Many combines in DAGCombiner will be enabled, but only shows
changes after combining `and(add(not))` to `and(not(sub))` in
the tests of this commit.
---
.../LoongArch/LoongArchISelLowering.cpp | 8 +++++--
.../CodeGen/LoongArch/lasx/and-not-combine.ll | 23 +++++++------------
.../CodeGen/LoongArch/lsx/and-not-combine.ll | 23 +++++++------------
3 files changed, 22 insertions(+), 32 deletions(-)
diff --git a/llvm/lib/Target/LoongArch/LoongArchISelLowering.cpp b/llvm/lib/Target/LoongArch/LoongArchISelLowering.cpp
index 634914d3b3fd0..7a4e5b5597f7c 100644
--- a/llvm/lib/Target/LoongArch/LoongArchISelLowering.cpp
+++ b/llvm/lib/Target/LoongArch/LoongArchISelLowering.cpp
@@ -8249,8 +8249,12 @@ EVT LoongArchTargetLowering::getSetCCResultType(const DataLayout &DL,
}
bool LoongArchTargetLowering::hasAndNot(SDValue Y) const {
- // TODO: Support vectors.
- return Y.getValueType().isScalarInteger() && !isa<ConstantSDNode>(Y);
+ EVT VT = Y.getValueType();
+
+ if (VT.isVector())

Excerpted data:
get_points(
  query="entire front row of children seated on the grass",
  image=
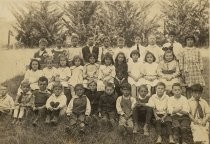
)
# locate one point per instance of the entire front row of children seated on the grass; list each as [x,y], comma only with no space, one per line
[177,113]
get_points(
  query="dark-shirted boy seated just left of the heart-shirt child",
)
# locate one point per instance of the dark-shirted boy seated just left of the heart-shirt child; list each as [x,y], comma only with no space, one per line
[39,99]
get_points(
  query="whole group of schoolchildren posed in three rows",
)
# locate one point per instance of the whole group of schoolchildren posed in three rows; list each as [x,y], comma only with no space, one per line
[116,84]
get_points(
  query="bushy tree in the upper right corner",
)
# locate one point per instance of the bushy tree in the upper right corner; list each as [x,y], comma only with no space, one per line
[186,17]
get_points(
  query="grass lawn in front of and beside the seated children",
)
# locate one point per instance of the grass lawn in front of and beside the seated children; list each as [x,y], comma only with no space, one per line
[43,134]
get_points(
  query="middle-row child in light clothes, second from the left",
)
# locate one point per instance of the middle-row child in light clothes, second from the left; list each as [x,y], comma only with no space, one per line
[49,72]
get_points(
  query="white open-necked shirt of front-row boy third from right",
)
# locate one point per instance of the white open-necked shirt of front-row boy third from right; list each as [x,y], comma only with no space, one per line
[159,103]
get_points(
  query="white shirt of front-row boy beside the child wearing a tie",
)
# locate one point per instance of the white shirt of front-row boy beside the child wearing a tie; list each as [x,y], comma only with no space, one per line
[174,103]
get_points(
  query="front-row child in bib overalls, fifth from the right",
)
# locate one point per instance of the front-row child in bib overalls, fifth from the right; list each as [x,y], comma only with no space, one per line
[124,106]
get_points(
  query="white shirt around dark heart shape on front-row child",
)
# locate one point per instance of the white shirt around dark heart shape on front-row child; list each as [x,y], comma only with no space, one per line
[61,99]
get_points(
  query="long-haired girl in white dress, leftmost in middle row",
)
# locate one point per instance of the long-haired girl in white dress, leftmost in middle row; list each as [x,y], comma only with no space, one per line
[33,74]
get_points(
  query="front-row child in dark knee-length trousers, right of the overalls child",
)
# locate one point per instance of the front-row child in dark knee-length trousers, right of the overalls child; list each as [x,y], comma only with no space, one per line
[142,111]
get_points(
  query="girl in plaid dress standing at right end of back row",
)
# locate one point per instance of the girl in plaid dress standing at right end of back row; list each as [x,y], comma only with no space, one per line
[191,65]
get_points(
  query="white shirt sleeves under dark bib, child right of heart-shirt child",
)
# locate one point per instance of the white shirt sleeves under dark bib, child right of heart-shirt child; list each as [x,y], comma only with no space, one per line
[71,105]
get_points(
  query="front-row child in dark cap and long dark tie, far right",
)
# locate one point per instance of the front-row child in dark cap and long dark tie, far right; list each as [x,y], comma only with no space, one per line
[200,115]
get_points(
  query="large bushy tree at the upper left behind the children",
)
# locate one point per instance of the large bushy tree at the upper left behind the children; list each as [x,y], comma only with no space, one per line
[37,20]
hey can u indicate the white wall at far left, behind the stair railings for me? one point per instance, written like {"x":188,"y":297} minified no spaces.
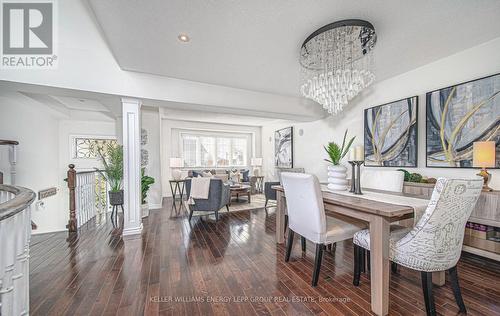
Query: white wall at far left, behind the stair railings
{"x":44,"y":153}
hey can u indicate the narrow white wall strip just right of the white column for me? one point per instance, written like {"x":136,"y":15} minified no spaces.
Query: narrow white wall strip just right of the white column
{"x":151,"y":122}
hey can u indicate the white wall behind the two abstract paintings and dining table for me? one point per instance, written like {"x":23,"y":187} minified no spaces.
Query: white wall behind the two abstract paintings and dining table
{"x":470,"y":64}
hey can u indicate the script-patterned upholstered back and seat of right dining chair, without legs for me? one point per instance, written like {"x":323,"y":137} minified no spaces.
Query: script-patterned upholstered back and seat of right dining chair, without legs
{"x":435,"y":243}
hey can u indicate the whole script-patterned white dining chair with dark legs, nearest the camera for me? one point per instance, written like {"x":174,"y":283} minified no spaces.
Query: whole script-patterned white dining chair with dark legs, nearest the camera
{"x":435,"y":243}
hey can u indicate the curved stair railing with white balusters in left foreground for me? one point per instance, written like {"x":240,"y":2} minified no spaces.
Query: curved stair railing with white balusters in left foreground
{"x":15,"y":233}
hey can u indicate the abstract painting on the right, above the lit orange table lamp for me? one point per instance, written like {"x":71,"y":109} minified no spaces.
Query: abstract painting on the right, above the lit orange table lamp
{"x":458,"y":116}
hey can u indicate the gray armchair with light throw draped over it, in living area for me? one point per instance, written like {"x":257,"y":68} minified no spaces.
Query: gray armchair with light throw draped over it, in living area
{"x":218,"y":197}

Assignment:
Print the LoongArch commit text between "Many combines in" and "insertions(+), 32 deletions(-)", inclusive. The records have no connection to the text.

Answer to the exercise:
Many combines in DAGCombiner will be enabled, but only shows
changes after combining `and(add(not))` to `and(not(sub))` in
the tests of this commit.
---
.../LoongArch/LoongArchISelLowering.cpp | 8 +++++--
.../CodeGen/LoongArch/lasx/and-not-combine.ll | 23 +++++++------------
.../CodeGen/LoongArch/lsx/and-not-combine.ll | 23 +++++++------------
3 files changed, 22 insertions(+), 32 deletions(-)